- **Description of the task**
Rewrite the records starting with the line containing "Mark the stone" and going on through the end of the records, requests included, and shift every answer coordinate by adding 86 to it.

......

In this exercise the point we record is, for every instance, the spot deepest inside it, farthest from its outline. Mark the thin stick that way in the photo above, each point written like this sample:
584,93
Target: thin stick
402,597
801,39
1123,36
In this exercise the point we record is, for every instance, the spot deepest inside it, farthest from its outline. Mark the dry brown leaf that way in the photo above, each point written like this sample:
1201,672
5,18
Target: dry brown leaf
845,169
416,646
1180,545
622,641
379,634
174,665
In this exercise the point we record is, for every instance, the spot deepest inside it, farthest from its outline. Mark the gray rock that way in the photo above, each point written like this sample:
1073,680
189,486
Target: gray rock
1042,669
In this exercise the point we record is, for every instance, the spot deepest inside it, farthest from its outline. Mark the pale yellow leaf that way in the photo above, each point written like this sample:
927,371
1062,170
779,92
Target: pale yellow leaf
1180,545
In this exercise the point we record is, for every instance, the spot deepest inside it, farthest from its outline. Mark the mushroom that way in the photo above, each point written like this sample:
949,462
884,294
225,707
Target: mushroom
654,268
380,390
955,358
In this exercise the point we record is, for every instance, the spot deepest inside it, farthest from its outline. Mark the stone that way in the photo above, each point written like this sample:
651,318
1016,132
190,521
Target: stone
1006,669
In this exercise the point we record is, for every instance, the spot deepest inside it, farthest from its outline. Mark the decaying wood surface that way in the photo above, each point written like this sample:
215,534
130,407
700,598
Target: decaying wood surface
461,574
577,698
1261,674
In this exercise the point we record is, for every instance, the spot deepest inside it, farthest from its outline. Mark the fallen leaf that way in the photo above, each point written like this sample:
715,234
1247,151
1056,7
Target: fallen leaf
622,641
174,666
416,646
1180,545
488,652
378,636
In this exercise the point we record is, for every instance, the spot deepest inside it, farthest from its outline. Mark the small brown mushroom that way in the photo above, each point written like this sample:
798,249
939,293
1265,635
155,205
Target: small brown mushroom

......

- **Complete answer**
In this exercise the point we record is, for every instance, the spot deepest inside it, farthest from its outline. Mark the stone that way in the photo above, each point written like this sample:
651,318
1016,132
190,521
Target: stone
1092,755
In this exercise the point we record is, for every instance, the spot deepest inside it, farthest from its outline. Mark the decaying wood surface that way in the photo above, each point written like this sample:
215,534
130,407
700,598
Target: decaying wood surface
547,660
663,784
1347,760
In this exercise the point we record is, for every instance, the spot deepest inside it, farthest from its outline. Mark the fallen leaf that way in the photo above, each point written like this sample:
715,234
1247,151
1056,7
Target: fallen leaf
708,727
260,752
502,732
1266,631
574,738
464,722
In this exercise the point we record is, for every instance, the spot deepest inside it, farthest from its outline. Mark the small brown mushroom that way in the photo above, each point written like this sample:
798,249
939,293
1265,635
155,205
Target: small brown mushroom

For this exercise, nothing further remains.